#### Information shown

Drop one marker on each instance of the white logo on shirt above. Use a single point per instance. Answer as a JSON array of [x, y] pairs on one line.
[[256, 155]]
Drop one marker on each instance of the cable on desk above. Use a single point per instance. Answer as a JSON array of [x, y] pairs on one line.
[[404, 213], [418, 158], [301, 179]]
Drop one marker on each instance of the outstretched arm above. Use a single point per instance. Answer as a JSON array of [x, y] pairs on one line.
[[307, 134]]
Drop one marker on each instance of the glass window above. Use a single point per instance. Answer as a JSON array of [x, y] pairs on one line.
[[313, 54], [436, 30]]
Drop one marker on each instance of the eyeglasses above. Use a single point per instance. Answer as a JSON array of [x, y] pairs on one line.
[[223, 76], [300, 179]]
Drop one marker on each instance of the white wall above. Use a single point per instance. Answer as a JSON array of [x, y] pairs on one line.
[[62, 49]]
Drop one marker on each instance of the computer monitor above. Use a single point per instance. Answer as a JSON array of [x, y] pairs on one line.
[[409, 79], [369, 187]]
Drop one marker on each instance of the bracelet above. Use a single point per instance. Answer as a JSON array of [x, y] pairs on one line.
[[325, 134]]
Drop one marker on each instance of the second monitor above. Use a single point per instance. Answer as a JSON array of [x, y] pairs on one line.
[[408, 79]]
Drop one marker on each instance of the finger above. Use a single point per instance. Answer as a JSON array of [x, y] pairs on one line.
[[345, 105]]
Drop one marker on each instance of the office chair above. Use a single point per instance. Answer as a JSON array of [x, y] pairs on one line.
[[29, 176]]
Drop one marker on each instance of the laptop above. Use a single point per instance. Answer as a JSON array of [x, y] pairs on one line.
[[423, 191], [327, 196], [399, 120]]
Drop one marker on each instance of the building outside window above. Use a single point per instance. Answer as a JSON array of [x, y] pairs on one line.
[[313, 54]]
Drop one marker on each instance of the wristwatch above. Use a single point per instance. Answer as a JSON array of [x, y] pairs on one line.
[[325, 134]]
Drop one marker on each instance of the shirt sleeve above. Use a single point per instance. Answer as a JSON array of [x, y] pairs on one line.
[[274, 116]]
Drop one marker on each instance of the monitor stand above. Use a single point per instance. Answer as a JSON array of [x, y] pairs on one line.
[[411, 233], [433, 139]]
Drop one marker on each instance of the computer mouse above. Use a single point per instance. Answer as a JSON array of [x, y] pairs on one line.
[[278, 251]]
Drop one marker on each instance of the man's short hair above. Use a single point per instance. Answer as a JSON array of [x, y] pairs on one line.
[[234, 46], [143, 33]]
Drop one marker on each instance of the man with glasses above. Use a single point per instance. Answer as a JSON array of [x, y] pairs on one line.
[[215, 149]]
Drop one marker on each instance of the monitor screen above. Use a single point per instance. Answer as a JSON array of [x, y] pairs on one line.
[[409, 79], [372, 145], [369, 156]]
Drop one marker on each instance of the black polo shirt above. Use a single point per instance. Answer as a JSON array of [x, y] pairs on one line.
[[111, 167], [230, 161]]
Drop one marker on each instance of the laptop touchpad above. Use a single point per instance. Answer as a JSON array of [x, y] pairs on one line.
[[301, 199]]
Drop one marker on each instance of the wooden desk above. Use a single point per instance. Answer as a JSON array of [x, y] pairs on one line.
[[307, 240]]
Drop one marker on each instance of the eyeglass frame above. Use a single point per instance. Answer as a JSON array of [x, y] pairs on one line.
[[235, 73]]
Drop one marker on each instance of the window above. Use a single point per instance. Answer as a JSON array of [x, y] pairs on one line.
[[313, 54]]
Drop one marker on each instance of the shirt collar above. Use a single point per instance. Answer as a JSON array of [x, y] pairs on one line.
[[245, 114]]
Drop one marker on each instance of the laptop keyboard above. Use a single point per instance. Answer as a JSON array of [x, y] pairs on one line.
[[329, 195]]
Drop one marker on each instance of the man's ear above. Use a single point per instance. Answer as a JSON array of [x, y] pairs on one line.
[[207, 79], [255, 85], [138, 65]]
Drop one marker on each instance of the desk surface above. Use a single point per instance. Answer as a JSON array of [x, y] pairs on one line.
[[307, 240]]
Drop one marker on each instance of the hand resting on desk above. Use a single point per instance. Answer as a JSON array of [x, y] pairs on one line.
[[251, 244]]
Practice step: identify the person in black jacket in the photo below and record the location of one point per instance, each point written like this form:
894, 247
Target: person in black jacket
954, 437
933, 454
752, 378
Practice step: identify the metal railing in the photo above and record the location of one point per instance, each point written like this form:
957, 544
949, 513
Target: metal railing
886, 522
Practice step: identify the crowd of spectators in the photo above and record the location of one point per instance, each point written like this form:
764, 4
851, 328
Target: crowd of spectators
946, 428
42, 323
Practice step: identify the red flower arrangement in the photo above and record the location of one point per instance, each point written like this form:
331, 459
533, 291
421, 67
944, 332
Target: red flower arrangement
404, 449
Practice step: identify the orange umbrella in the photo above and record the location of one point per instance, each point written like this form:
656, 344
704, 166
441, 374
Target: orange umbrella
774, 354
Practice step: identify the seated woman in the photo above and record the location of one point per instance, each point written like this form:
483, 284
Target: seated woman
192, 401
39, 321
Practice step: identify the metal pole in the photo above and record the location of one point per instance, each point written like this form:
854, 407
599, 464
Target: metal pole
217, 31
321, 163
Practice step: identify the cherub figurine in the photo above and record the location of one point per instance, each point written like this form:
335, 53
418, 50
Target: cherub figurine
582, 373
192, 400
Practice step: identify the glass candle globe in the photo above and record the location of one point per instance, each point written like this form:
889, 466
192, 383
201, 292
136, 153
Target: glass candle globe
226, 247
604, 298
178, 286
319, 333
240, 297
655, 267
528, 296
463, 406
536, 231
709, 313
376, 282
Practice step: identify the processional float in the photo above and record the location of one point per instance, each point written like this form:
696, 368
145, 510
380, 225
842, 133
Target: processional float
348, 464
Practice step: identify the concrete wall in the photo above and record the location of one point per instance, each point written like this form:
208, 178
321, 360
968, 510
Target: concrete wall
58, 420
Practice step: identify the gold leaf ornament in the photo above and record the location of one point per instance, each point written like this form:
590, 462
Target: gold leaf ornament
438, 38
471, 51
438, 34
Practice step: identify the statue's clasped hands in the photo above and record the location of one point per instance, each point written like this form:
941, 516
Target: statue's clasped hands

########

Copy the whole listing above word for word, keeping every line.

Answer for this exercise »
Drop one marker on each instance of the white logo on shirt above. Use a single point per instance. Answer as a JSON array of [x, y] pairs on one line.
[[256, 155]]
Drop one marker on each instance of the cable on desk above. Use a single point per instance. Answer as a JSON array of [x, y] pairs on one line.
[[404, 213], [418, 158], [301, 179]]
Drop one marker on each instance of the outstretched arm above. Use a single point per instance. Answer as a JSON array of [x, y] pairs on one line.
[[307, 134]]
Drop one marker on each instance of the glass window above. Use a single point per instance. Answer as a JSON array of [x, y] pairs on one line.
[[313, 54], [436, 30]]
Drop one marker on each instance of the eyeglasses above. Use a single point per instance. Answer as a JSON array of [x, y] pairs on one line.
[[223, 76], [300, 179]]
Drop one marker on each instance of the white wall above. Use a single point per instance. Answer as a JSON array of [x, y] pairs on one line.
[[62, 49]]
Drop one marker on each instance of the computer monitor above. Use a single point per instance. Answer as a JSON array of [x, y] pairs on one line.
[[409, 79], [369, 187]]
Drop one marker on each instance of the bracelet above. Use a single point per instance. Answer as a JSON array of [x, y] pairs on one line.
[[325, 134]]
Drop one marker on each instance of the second monitor above. Use a single point per instance. Answer as a JSON array of [x, y] pairs on one line.
[[408, 79]]
Drop one marker on each instance of the finger above. Use a single point per instance. Answer as a JSON array of [x, y] pairs on one line.
[[345, 105]]
Drop one marker on each instance of the office chair above. Use a single point per instance. Answer as a JSON array of [x, y] pairs on one line.
[[29, 176]]
Drop one marker on each instance of the laptop above. Use a single point per instance. Answer as a JSON array of [x, y] pairs on one line.
[[423, 191], [327, 196], [399, 120]]
Drop one marker on each instance of the building outside window above. Use a single point per instance. Answer as a JSON array of [x, y] pairs on one line.
[[313, 54]]
Drop one marker on each instance of the wristwatch above. Use a single point per instance. Answer as a JSON array of [x, y] pairs on one line.
[[325, 134]]
Drop one marker on each instance of the shirt sleeve above. Use a single point per instance. Answer as a JSON array of [x, y] pairs on one line.
[[274, 116]]
Drop one marker on each instance of the monitor stand above. Use a single point per instance. Answer as a JSON array of [x, y] pairs on one line.
[[411, 233], [433, 139]]
Drop one marker on each instance of the computer mouse above. Use a single point per instance. Answer as a JSON array of [x, y] pairs on one line.
[[278, 251]]
Drop one marker on each instance of the man's short hair above. Use a single point per instance. Answer as a JSON array of [x, y] pairs on one line.
[[234, 46], [143, 33]]
Drop one marker on each instance of the man with glasses above. Use a single point per instance. Answer as a JSON array of [x, y] pairs on one line.
[[215, 149]]
Drop one marker on each instance of the monitor screen above. Use a single point per instance. Answer as a JSON array of [x, y] pairs on one line.
[[409, 79], [372, 145], [369, 156]]
Drop one marker on each instance of the black polo shirt above. Use a single point per instance. Answer as a JSON array of [x, y] pairs on one line.
[[111, 167], [230, 161]]
Drop one marker on each instance of the laptop touchpad above. Use a single point per instance. Answer as a JSON array of [x, y] pairs on one line.
[[301, 199]]
Drop one marker on each instance of the wooden desk above. Use a single point per instance. Answer as a JSON array of [x, y] pairs on one line.
[[307, 240]]
Drop one marker on each instance of the eyeglass frame above. Use a single point per instance. Answer as a JSON array of [x, y] pairs on one line.
[[235, 73]]
Drop one marker on each instance of the window above. Use a single point per instance. Answer as a JSON array of [x, y] pairs on one line.
[[313, 54]]
Drop one marker on each instance of the shirt collar above. Use a single point per instance. Answer as a JSON array of [x, y] pairs on one line.
[[245, 114]]
Drop one marker on each instance of the laptop keyboard above. Use a single point per instance. Answer as a JSON array of [x, y] pairs on one line.
[[329, 195]]
Drop one marker on each instance of the man's ear above. Use a single point per instance. Answer as a JSON array of [x, y] pairs on one line.
[[207, 79], [255, 85], [138, 65]]
Drop one marker on each instance of the desk surface above. Use a single point per instance. Answer as a JSON array of [x, y] pairs on one line.
[[307, 240]]
Drop one marker on each instance of the hand resting on desk above. Use a single point per instance. Answer as a JSON array of [x, y] pairs on one line.
[[251, 244]]
Practice step: identify the person in black jacket in the photo below and record the location of one point per instance, each point written like this form:
894, 247
Target: person in black jacket
954, 437
933, 454
752, 378
Practice step: identify the metal railing in the photo above and record the location of one point per instance, each point written like this form:
957, 544
949, 513
Target: metal railing
886, 522
Practice step: identify the crowd of spectators in the photo above and record the location of one point per instance, each point written like this form:
764, 4
851, 328
Target: crowd of spectators
946, 428
42, 323
Practice step: identify the red flower arrangement in the photo above and record the location of one point per instance, each point written like this form:
331, 459
533, 291
421, 67
944, 332
Target: red flower arrangement
404, 449
Practice step: identify the orange umbrella in the photo above and record the location of one point per instance, each point written like this form:
656, 344
704, 166
441, 374
Target: orange umbrella
774, 354
Practice step: identify the seated woman in the photo above and record the location of one point per instance, each point written like this form:
483, 284
Target: seated woman
192, 401
39, 321
Practice step: identify the metal pole in the photo above and record the location of one point per instance, each point written like this form:
854, 407
599, 464
Target: metal pole
217, 31
321, 163
Practice step: identify the cherub figurine in the photo above and record the location of one point per instance, each point written like this form:
335, 53
418, 50
Target: cherub figurine
582, 373
192, 400
Practice step: identify the glass candle globe in the photo above and record the location of one point per instance, each point written like this form:
889, 466
192, 383
201, 292
136, 153
Target: glass candle globe
226, 247
604, 298
178, 286
319, 333
240, 297
655, 267
528, 296
463, 406
536, 231
709, 313
376, 282
Practice step: identify the processional float in the photo above and record the location of one point per instance, each point written like this form:
696, 368
145, 510
380, 225
842, 133
Target: processional float
348, 464
Practice step: identify the concrete wall in the photo above and record the location of one point per instance, each point written like this form:
208, 178
321, 360
968, 510
Target: concrete wall
58, 420
Practice step: identify the gold leaf ornament in the photo above and record the location of one point per instance, each point written like this form:
590, 462
Target: gold leaf ornament
438, 38
471, 51
438, 34
Practice step: identify the statue's clasped hands in the photo above and record the location of one point per instance, each point written like this form:
941, 516
Target: statue's clasped hands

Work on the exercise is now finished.